### Study questions
1. How would you sum up the report on the Hyderabad tax tribunal ruling in two sentences?
2. What is the Spanish for this sentence from the report on the Hyderabad tax tribunal ruling: "Assessee-Kamineni Health Services (P) Ltd is a company engaged in the business of healthcare."
3. Can you repeat word for word the stretch of the report on the Hyderabad tax tribunal ruling from "Further, the Assessing" through "and made addition."?

### Extract provided
--------------------------------------------------
The Income Tax Appellate Tribunal (ITAT), Hyderabad bench in an appeal filed before it, held that foreign exchange fluctuation loss incurred in the business health care could not be allowed as revenue expenditure.
Assessee-Kamineni Health Services (P) Ltd is a company engaged in the business of healthcare. After filing the return of income, the assessee’e case was selected for scrutiny.
During the course of assessment proceedings, the Assessing Officer noted from the Profit and Loss Account that the assessee has claimed Rs.29,56,433/- on account of foreign exchange fluctuation.
On being asked by the Assessing Officer to substantiate the same, the assessee submitted that it has taken buyers credit facility from Bank of India, Sanfransico. The exchange difference amounting to Rs.29,56,433/- for buyers credit was debited to Foreign Exchange Fluctuation account.
Further, the Assessing officer said that loan is a capital liability and he held that the Foreign Exchange Fluctuation loss on sale could not be allowed as revenue expenditure and made addition.
--------------------------------------------------
### Stored data
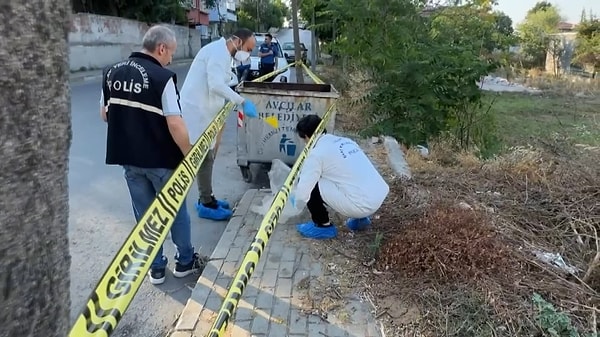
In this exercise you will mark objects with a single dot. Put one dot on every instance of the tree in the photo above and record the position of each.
(261, 15)
(216, 4)
(587, 52)
(540, 6)
(536, 32)
(422, 77)
(475, 26)
(324, 19)
(35, 136)
(149, 11)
--------------------------------------------------
### Response list
1. The ITAT Hyderabad bench held that a foreign exchange fluctuation loss incurred in the healthcare business could not be allowed as revenue expenditure. Kamineni Health Services (P) Ltd had claimed Rs.29,56,433/- on account of foreign exchange fluctuation on a buyers credit facility, but the Assessing Officer treated the loan as a capital liability and made an addition.

2. La contribuyente Kamineni Health Services (P) Ltd es una empresa dedicada al negocio de la atención sanitaria.

3.
Further, the Assessing officer said that loan is a capital liability and he held that the Foreign Exchange Fluctuation loss on sale could not be allowed as revenue expenditure and made addition.